◆ **Text shown**:
::::

Named my son's LS "Penguin" since he has Penguins on the brain. Been trying to come up with something other than Bond for my Black ECO. It's goes everywhere formally dressed in Black with a bowtie.


----------



## zr1000a1 (Jan 25, 2012)

As any good psychopath can tell ya, never name the car. Do not get attached! All cars are "it."

"It rubs the lotion on it's skin or else it gets the hose again...it places the lotion in the basket..."
"Put the lotion in the basket!"
Best performance - Ted Levine - YouTube
It rubs the lotion on its skin, LOL - YouTube


----------



## wilde74k (May 14, 2012)

I call mine "Cruze Light" and by buddy calls his Cruzeweiser


----------



## obermd (Mar 3, 2012)

As far as I can tell all complex machinery is the opposite gender of the primary user of said machine. For cars this means that men have female cars and women have male cars. It allows us to associate what we like best and worst about the opposite gender with our cars. Another reason I'm stuck on naming my ECO MT.


----------



## tecollins1 (Nov 6, 2011)

zr1000a1 said:


> As any good psychopath can tell ya, never name the car. Do not get attached! All cars are "it."


so your saying only psychopaths name their car "it" and not a real name. ... 

Glad to know I'm not crazy 


Sent from iPhone 4


----------



## zr1000a1 (Jan 25, 2012)

tecollins1 said:


> so your saying only psychopaths name their car "it" and not a real name. ...
> 
> Glad to know I'm not crazy
> Sent from iPhone 4


Lol. I knew I was in trouble when I posted, yet laziness took over in trying to rewrite it to try to remove that connotation. Now I am going to have to name my car so I do not scare the neighbors or something! It will just make it that much harder to trade her in now. See, I am already humanizing "IT!" It happens. I love my little Jenny, my JennyVibe. <---in my best Forrest Gump imitation. Oddly I now am craving a Dr. Pepper.
Yeah, it is a Pontiac Vibe. That model name alone can cause a lot of connotation problems.
Might have to run to the store and get some Dr. Peppers and shrimp!
Have a nice day,


----------

::::

◆ **Work task 1**:
In the forum thread, what model of car does zr1000a1 say Jenny is?
◆ **Work task 2**:
Locate each line in the records that contains the word "positive", treating uppercase and lowercase as different.
The forum thread and the records come from separate sources.

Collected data
::::

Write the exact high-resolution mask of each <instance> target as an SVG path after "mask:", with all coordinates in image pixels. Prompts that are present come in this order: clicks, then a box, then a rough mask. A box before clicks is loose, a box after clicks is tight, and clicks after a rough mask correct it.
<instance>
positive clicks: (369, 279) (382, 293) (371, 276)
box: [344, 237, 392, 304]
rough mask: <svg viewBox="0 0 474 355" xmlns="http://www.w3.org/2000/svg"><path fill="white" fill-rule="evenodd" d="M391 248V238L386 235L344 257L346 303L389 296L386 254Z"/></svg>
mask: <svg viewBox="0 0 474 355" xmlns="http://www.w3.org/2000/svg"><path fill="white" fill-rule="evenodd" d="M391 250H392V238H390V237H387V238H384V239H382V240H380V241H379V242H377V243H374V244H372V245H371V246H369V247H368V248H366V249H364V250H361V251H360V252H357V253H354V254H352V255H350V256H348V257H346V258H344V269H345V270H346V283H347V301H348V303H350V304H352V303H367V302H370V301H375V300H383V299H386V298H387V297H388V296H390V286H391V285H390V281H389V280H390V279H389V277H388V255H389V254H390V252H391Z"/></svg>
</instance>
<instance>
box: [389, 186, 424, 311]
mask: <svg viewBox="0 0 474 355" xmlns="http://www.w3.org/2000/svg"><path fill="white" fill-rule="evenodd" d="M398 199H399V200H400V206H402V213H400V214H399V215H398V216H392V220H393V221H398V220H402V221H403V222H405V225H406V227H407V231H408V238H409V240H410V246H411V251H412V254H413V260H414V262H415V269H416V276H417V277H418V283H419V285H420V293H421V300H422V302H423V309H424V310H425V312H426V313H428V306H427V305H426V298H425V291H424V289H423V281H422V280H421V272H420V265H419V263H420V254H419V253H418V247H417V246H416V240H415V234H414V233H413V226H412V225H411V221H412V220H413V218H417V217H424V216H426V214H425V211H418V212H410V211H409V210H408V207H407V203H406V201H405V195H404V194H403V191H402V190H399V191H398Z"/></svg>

::::

◆ **Exercise result 1**:
A Pontiac Vibe.

◆ **Exercise result 2**:
positive clicks: (369, 279) (382, 293) (371, 276)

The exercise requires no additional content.